Activity -> Read the entries below and pull out each line with the string "lamp".

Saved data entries
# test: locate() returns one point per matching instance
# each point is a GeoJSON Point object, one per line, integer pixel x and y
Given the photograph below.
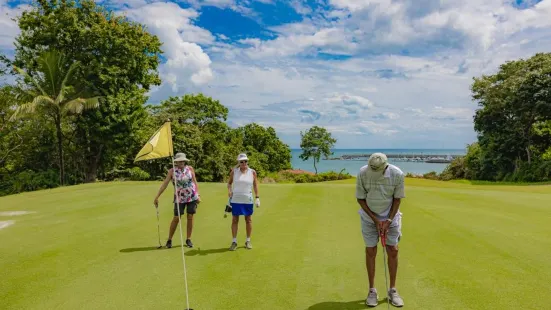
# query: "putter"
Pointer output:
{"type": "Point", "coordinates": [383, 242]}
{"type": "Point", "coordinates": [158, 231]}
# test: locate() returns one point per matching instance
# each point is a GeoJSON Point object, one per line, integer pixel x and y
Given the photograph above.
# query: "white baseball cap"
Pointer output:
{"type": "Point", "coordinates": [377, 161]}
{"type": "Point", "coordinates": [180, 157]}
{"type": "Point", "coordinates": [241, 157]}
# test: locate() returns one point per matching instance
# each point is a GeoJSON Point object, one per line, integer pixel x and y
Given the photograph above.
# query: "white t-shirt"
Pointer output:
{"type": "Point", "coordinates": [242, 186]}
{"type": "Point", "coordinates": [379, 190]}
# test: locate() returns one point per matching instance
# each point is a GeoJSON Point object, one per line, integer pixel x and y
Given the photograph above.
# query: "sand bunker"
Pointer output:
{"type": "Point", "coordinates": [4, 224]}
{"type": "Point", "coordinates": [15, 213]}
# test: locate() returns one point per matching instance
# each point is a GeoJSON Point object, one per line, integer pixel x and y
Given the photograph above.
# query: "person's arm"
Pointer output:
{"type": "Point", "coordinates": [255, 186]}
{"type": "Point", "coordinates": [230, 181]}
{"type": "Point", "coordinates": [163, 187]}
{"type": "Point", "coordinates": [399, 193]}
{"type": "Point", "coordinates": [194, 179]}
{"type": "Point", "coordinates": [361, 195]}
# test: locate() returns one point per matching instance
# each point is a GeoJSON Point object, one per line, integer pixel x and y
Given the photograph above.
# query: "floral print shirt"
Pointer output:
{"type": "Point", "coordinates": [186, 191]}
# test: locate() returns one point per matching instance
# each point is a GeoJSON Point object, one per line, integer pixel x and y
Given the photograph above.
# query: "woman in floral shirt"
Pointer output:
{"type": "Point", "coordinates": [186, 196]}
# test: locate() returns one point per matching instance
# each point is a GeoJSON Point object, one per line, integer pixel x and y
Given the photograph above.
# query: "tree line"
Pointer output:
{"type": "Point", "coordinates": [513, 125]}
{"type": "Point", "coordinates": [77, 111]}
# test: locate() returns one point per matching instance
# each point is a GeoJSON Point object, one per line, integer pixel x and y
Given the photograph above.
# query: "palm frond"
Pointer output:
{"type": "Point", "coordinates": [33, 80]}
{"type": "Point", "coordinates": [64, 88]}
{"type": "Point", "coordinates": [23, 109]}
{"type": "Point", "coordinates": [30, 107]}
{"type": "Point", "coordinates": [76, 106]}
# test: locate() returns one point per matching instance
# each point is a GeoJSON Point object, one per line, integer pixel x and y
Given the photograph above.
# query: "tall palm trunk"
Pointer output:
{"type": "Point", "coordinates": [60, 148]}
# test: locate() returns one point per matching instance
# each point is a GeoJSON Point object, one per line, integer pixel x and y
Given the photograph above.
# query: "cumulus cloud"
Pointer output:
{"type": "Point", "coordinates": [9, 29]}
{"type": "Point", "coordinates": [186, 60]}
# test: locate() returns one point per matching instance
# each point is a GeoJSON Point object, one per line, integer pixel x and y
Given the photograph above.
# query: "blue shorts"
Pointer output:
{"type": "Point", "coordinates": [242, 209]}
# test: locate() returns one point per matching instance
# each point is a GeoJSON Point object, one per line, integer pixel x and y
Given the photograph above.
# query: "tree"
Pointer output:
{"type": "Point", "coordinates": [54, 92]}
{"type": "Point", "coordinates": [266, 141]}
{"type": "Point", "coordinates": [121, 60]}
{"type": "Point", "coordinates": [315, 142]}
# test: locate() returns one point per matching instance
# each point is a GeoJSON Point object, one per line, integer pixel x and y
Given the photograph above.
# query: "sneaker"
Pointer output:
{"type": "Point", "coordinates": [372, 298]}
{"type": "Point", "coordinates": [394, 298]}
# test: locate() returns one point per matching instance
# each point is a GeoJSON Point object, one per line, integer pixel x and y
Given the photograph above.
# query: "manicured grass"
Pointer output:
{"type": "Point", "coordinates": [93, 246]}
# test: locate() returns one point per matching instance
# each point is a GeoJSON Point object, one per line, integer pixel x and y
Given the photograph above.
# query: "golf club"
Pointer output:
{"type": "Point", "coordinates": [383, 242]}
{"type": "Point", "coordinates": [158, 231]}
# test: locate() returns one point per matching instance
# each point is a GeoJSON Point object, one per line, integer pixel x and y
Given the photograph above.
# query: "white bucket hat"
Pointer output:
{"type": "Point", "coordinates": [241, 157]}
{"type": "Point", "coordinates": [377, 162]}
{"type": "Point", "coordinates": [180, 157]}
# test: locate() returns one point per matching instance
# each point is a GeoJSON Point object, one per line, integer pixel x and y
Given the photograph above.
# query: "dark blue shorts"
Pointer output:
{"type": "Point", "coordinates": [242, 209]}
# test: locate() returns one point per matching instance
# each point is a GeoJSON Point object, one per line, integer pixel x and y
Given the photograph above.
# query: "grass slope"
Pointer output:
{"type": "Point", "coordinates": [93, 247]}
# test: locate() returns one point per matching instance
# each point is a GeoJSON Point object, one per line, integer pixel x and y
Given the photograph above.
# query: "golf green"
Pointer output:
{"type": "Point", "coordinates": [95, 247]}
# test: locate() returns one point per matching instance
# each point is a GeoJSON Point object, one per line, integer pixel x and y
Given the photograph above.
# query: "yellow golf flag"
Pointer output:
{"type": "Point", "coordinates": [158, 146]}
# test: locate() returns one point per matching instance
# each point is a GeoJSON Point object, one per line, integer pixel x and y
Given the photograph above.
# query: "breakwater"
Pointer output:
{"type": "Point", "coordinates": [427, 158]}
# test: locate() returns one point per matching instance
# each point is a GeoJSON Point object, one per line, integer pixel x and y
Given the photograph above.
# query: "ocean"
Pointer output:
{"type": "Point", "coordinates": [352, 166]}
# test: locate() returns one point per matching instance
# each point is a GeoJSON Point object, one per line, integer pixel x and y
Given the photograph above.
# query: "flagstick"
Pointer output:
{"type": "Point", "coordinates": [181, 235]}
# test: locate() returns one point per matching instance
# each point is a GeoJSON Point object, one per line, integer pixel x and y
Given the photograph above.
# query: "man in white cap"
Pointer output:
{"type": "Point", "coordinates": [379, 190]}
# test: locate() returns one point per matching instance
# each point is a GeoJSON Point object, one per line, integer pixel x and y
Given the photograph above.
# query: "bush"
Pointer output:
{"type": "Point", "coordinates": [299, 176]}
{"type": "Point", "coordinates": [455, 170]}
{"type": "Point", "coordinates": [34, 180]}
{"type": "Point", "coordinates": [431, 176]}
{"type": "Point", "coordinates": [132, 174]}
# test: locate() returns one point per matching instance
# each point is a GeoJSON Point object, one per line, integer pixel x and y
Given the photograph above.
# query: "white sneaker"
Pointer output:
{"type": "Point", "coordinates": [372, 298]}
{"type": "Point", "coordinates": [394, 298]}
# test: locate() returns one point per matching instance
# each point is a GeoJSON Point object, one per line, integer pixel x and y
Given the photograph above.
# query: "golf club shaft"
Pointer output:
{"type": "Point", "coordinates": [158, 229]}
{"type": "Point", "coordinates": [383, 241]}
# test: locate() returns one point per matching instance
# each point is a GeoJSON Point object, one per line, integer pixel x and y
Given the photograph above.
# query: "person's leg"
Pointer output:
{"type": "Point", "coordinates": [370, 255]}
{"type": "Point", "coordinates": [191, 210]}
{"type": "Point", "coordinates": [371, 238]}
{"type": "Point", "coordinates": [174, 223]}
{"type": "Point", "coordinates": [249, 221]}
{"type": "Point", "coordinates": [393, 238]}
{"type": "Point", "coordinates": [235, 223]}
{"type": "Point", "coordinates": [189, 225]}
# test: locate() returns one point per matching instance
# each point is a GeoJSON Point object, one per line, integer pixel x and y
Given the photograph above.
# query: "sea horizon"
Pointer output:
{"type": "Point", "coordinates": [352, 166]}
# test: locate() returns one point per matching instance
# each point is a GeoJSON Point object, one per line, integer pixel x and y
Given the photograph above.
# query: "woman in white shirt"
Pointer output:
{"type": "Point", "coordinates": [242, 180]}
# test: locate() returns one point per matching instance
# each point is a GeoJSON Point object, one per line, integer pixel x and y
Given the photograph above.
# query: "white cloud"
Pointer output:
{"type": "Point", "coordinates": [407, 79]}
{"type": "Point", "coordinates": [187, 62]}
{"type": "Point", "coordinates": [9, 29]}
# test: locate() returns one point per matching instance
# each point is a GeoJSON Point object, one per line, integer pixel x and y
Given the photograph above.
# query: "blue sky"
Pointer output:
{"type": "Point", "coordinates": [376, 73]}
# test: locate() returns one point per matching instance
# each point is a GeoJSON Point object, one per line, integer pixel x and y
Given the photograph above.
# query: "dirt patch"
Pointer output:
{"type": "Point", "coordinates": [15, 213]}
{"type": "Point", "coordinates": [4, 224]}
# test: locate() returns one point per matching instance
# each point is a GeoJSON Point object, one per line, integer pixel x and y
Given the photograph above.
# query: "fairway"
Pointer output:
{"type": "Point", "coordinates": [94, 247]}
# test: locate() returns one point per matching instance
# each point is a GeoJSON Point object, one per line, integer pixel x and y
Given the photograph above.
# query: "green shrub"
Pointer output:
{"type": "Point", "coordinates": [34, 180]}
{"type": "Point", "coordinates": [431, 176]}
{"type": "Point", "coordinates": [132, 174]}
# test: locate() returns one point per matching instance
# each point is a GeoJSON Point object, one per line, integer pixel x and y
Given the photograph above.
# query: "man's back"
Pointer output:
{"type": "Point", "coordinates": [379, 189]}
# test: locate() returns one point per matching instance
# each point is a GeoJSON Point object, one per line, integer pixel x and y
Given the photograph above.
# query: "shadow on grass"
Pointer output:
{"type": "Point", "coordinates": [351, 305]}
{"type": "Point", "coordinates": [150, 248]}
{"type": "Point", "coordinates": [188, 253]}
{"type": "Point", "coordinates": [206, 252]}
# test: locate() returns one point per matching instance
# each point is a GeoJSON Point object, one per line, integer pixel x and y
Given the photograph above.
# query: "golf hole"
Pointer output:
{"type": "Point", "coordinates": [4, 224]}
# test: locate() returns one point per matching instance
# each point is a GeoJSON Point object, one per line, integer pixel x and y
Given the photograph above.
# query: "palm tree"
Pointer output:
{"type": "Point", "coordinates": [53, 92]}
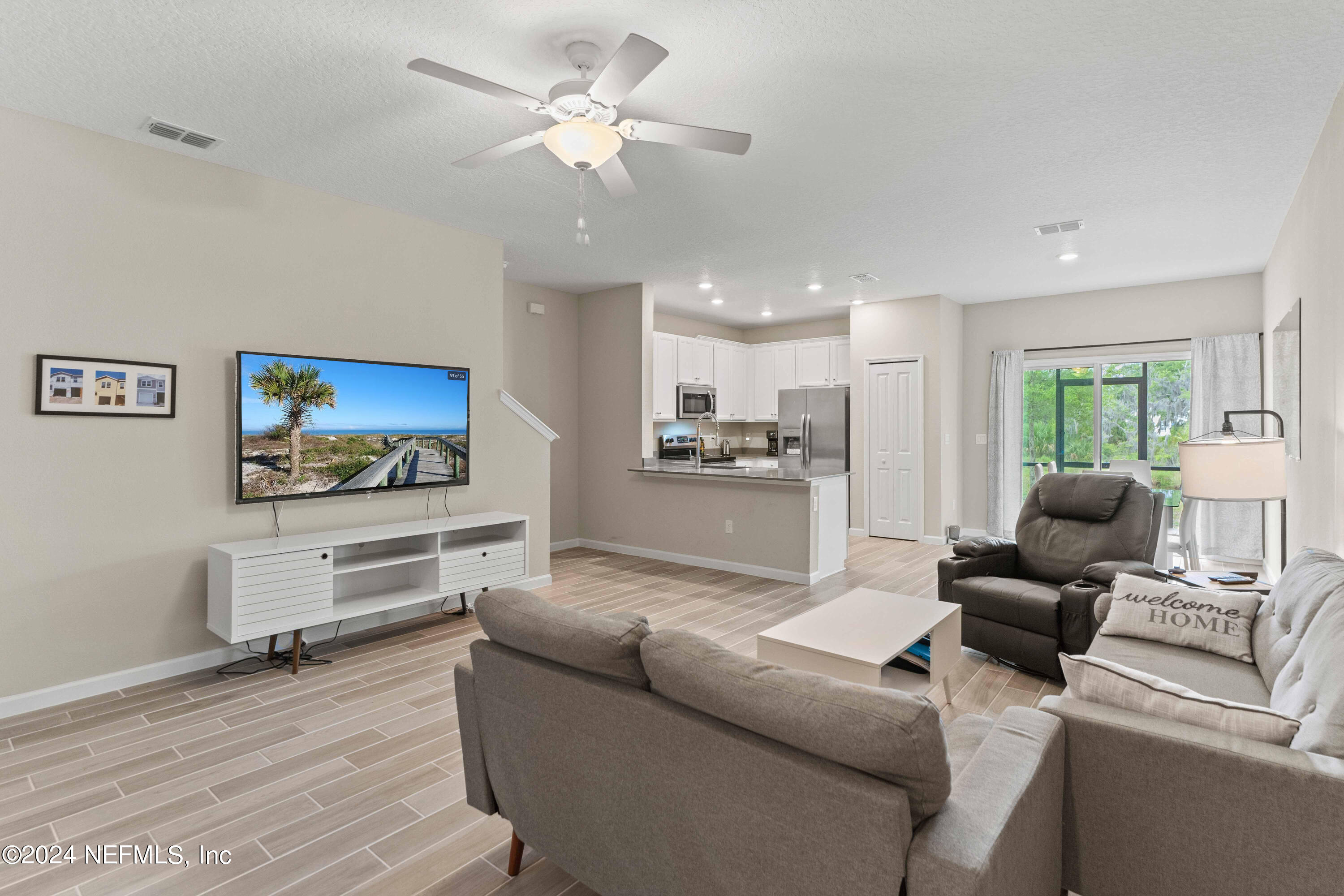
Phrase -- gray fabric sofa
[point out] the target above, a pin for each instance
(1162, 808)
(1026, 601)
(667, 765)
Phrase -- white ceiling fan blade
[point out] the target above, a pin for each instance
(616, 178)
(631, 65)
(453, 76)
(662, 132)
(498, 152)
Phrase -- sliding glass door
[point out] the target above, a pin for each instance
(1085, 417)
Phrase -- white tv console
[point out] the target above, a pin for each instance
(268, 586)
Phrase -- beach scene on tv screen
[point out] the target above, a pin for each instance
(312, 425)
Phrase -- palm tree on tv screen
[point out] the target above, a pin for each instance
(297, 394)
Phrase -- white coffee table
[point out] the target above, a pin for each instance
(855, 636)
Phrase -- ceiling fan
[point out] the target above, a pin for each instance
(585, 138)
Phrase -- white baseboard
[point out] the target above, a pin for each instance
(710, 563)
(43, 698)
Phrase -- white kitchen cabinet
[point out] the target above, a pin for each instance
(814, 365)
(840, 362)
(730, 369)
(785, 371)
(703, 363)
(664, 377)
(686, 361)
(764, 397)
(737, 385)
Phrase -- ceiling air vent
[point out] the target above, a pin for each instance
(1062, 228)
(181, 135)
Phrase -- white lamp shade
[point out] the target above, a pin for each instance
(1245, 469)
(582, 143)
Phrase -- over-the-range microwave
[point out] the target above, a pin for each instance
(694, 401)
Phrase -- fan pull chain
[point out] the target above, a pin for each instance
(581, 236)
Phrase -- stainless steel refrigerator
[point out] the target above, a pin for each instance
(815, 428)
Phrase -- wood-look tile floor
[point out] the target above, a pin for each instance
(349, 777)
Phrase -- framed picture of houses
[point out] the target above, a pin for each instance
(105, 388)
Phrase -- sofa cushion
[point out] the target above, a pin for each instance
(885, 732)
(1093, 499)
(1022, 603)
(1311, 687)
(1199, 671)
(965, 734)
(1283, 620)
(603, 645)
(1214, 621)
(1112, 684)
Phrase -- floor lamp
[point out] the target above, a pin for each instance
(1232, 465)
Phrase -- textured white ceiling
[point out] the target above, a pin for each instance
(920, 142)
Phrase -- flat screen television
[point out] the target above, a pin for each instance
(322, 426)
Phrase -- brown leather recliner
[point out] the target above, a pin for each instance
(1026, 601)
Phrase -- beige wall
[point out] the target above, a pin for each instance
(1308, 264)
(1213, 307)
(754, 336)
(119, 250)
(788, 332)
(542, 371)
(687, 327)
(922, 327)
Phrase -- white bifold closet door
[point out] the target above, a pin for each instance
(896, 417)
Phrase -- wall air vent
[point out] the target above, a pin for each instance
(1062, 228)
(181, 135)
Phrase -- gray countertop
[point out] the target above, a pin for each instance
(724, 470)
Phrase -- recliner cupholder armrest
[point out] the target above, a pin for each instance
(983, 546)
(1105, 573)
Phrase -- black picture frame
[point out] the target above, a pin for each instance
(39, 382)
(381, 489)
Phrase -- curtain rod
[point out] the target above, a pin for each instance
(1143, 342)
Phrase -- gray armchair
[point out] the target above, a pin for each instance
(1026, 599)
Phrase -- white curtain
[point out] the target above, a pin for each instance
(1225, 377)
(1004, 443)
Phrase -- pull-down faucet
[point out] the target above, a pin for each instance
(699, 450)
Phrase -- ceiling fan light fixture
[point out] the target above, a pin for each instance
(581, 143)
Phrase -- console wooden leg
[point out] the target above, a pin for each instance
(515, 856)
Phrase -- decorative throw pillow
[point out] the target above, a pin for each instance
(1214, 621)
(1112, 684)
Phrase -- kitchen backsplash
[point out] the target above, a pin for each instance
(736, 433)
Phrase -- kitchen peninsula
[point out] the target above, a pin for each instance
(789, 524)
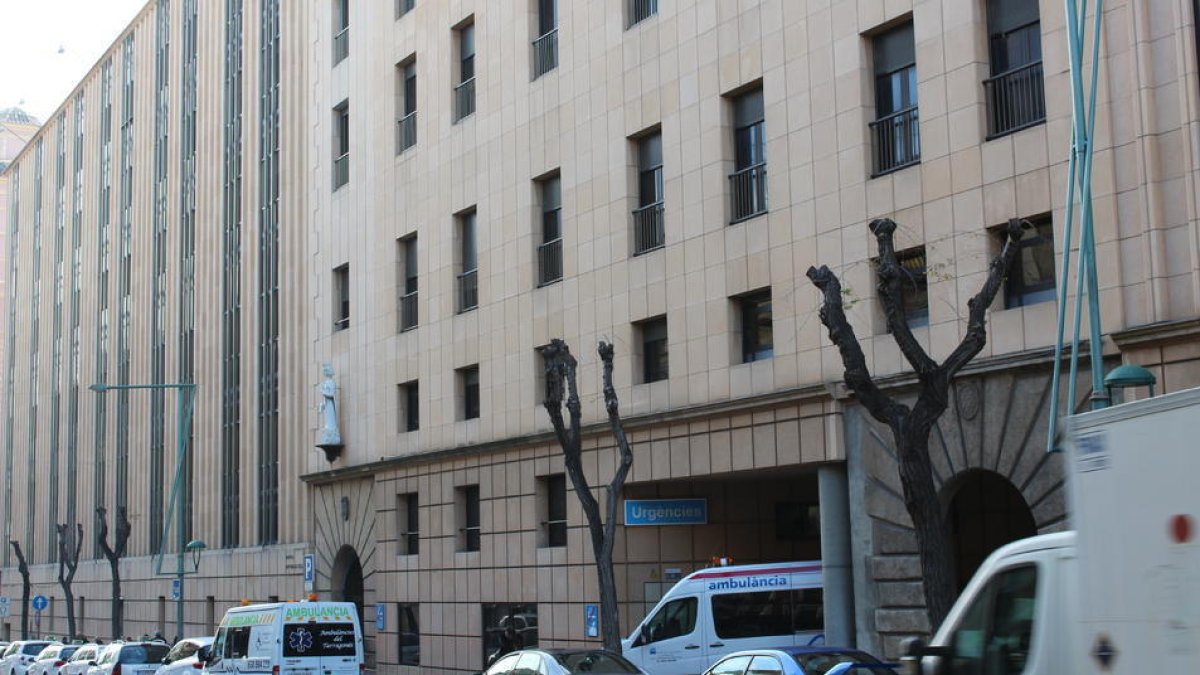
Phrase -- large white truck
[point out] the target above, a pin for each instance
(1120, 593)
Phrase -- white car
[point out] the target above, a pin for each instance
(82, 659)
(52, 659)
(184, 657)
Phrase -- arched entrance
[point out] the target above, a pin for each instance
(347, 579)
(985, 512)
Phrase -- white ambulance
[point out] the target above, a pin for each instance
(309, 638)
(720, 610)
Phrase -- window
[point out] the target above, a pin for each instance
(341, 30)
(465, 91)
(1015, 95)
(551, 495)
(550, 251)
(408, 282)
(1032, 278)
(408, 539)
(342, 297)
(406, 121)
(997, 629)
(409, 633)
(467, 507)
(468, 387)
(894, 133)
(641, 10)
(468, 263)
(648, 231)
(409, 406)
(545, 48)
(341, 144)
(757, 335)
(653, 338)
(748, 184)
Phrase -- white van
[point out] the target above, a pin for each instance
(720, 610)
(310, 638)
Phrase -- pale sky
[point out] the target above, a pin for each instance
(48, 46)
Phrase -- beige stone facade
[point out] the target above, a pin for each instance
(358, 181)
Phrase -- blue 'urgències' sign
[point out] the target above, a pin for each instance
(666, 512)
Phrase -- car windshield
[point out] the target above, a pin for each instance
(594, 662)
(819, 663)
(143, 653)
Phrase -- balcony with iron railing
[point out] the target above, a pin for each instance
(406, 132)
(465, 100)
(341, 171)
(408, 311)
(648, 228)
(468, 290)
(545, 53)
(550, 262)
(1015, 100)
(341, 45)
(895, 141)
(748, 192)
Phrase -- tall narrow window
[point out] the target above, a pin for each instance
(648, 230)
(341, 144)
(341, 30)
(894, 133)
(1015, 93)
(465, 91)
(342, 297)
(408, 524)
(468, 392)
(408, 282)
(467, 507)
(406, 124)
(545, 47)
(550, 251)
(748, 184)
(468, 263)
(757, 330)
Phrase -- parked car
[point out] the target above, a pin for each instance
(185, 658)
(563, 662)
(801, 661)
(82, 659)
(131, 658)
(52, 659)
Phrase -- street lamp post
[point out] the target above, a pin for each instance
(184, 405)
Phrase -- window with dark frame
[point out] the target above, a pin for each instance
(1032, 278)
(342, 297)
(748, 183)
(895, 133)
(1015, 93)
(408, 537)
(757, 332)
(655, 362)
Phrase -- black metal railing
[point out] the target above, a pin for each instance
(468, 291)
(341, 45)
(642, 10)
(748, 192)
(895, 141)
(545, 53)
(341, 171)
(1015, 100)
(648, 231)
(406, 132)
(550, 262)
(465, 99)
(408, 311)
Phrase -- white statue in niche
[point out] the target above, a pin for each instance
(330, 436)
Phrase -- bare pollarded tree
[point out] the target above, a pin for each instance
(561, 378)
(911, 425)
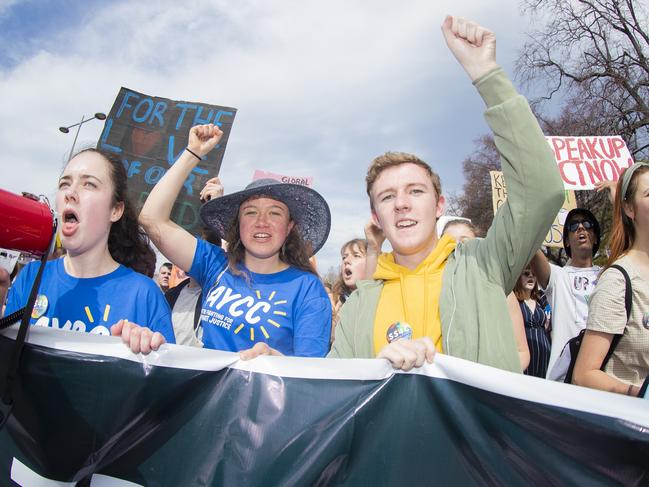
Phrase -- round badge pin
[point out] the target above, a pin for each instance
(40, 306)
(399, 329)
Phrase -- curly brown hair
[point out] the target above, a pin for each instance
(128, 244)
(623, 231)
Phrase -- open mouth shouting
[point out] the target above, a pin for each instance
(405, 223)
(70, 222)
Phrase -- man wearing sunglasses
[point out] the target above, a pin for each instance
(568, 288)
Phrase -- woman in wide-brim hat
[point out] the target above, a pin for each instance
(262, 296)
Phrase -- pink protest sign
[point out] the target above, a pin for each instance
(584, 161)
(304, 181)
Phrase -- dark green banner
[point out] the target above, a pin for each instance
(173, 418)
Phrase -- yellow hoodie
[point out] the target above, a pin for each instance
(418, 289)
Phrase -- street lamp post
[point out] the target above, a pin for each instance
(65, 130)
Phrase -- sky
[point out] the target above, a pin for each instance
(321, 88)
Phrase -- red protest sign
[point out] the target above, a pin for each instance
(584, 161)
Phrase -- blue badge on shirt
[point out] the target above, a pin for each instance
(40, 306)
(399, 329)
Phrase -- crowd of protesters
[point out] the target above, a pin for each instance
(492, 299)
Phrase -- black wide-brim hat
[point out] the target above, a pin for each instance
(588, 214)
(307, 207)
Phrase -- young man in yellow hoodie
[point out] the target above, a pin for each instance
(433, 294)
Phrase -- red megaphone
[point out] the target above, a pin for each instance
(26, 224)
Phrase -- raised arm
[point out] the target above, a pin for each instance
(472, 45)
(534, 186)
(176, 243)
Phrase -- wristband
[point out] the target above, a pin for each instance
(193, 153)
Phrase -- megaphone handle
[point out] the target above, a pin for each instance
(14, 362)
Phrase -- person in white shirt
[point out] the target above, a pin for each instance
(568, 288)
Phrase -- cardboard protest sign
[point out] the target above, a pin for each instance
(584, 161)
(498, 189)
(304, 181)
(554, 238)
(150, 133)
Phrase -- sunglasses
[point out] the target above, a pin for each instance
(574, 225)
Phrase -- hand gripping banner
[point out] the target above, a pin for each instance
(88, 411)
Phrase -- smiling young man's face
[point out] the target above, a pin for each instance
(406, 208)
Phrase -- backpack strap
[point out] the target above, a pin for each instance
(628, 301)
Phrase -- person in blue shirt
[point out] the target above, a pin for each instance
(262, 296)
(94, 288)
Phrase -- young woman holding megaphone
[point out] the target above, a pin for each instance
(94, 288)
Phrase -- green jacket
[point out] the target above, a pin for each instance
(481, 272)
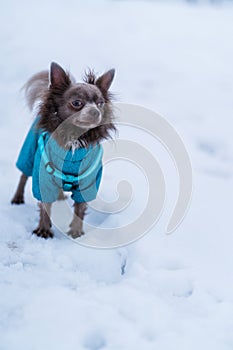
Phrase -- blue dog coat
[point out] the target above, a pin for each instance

Result ->
Phrase -- white lamp shade
Phrase -- floor lamp
Phrase -- street lamp post
Phrase -- street lamp post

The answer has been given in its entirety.